▶ _Tarefa 1_: Transcreva do trecho sobre a África do Sul a passagem que começa em "Um outro homem" e termina em "ponta do nariz.".

▶ _Trecho do texto_:
Um homem branco de meia idade sentado à esquerda, barba por fazer, os olhos completamente marejados, perguntava: “Por que você atirou em minha mulher na porta de nossa casa?” O assassino, um homem negro de aspecto franzino, impassível, olhos também marejados, mexia os lábios sem conseguir responder.
Um outro homem negro virou-se e de forma pausada e contida, indagou: “Por que você o agrediu? Ele voltava do trabalho para nossa família. Você não sentiu nada ao acertar-lhe a cabeça até expor-lhe o cérebro?” A esta altura o homem não agüentou mais. Colocou o rosto entre as mãos e soluçou descontrolado. O assassino, de cabeça baixa, mirava o chão, enquanto as lágrimas escorriam e pingavam pela ponta do nariz.
Estes eventos reais aconteceram às centenas durante o processo de redemocratização da África do Sul no governo Mandela. Este, após 27 anos de cárcere, foi solto em 1991 e tornou-se presidente do país nas primeiras eleições multirraciais (1994 – 1997). Havia enormes feridas. O mundo olhava apreensivo, pois nestas circunstâncias o sentimento de vingança disfarçado de justiça, clama desesperado. A esquerda política pedia a radicalização do processo e a condenação de todos os brancos agentes do apartheid instalado desde 1948. A direita do novo governo, majoritariamente formada pelos brancos outrora opressores, pedia a anistia pura e simples, o esquecimento das atrocidades à la brasileira e argentina, por exemplo.

▶ _Tarefa 2_: Conte quantas linhas das entradas abaixo contêm a palavra "handle", levando em conta a distinção entre maiúsculas e minúsculas. Informe somente o número.

▶ _Entradas fornecidas_:
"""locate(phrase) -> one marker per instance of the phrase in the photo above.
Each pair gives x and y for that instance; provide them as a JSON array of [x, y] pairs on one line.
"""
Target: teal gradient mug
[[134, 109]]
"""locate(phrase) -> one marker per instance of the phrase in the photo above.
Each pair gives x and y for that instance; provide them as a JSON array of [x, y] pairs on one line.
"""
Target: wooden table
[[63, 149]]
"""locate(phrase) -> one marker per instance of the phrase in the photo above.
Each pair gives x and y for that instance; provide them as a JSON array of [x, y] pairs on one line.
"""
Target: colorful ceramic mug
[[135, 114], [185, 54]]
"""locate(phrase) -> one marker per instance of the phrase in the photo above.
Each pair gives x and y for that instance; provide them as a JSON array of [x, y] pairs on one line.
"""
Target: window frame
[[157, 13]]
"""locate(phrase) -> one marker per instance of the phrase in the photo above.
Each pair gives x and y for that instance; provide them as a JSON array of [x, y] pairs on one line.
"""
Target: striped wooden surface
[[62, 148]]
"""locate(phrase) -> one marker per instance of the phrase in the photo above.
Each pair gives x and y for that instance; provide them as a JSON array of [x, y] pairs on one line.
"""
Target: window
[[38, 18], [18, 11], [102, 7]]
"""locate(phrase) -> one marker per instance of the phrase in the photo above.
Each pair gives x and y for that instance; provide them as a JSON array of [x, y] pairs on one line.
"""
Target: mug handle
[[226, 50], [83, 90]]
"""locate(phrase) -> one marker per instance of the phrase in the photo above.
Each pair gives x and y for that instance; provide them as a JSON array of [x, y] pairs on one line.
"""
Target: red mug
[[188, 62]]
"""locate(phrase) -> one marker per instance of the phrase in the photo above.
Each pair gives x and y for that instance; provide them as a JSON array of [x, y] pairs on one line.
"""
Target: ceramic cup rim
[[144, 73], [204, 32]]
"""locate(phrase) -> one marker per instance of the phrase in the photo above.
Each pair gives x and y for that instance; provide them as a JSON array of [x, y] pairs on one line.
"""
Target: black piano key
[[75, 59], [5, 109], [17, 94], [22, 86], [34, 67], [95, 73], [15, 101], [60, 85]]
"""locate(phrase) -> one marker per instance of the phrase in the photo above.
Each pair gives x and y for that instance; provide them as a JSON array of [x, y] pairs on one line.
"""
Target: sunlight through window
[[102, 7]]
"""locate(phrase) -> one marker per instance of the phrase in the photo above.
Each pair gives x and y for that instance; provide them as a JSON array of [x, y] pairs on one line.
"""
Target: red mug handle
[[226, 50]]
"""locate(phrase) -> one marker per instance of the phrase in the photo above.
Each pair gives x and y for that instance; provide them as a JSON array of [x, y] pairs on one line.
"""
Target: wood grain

▶ _Resultado da tarefa 1_:
Um outro homem negro virou-se e de forma pausada e contida, indagou: “Por que você o agrediu? Ele voltava do trabalho para nossa família. Você não sentiu nada ao acertar-lhe a cabeça até expor-lhe o cérebro?” A esta altura o homem não agüentou mais. Colocou o rosto entre as mãos e soluçou descontrolado. O assassino, de cabeça baixa, mirava o chão, enquanto as lágrimas escorriam e pingavam pela ponta do nariz.

▶ _Resultado da tarefa 2_: 2